Outline records:

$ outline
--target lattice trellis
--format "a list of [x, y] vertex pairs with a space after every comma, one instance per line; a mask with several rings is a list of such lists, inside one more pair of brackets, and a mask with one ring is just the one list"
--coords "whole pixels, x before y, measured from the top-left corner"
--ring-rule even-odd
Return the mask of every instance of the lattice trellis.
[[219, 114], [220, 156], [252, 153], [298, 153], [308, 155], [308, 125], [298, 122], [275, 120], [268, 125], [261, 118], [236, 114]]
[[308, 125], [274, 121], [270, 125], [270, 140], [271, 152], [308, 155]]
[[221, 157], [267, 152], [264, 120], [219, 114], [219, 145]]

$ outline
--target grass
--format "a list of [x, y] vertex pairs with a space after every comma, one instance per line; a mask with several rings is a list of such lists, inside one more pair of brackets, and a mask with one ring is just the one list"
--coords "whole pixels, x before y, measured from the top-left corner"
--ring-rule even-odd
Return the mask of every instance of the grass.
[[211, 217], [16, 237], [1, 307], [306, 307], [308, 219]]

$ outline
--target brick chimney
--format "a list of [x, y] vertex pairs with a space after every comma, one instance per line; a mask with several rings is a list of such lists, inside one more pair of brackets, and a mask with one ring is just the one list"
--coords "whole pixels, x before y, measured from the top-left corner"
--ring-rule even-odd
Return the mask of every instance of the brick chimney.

> **STATED GOAL**: Write the entire listing out again, word for word.

> **ANSWER BELOW**:
$ outline
--target lattice trellis
--format "a list of [x, y] vertex pairs with a space after every comma, one instance per line; a mask with several rings is a list of such lists, inside one more pair of brackets, and a mask with one ring is just the one list"
--coords "whole pixels, x before y, measured from the top-left corner"
--ring-rule even-odd
Return the mask of every instance of the lattice trellis.
[[219, 114], [220, 156], [252, 153], [298, 153], [308, 155], [308, 125], [298, 122], [275, 120], [268, 125], [261, 118], [236, 114]]
[[308, 125], [274, 121], [270, 125], [270, 140], [271, 152], [308, 155]]
[[221, 157], [267, 152], [264, 120], [219, 114], [219, 145]]

$ outline
--target grass
--format "a list of [x, y] vertex pairs with a space after every comma, one instance per line; a mask with several rings is a list of such lists, inside one more pair of brackets, and a mask with one ring is just the one list"
--coords "whole pixels, x before y, measured from the top-left corner"
--ring-rule even-odd
Return the mask of every instance of the grass.
[[211, 217], [16, 237], [1, 307], [306, 307], [308, 219]]

$ outline
--target brick chimney
--format "a list of [x, y] vertex pairs with a space after every comma, one instance per line; a mask with several rings is a list of such lists, inside one more pair of brackets, and a mask with one ring is just the one list"
--coords "whole pixels, x before y, measured from the top-left corner"
--ring-rule even-odd
Return the mask of every instance of the brick chimney.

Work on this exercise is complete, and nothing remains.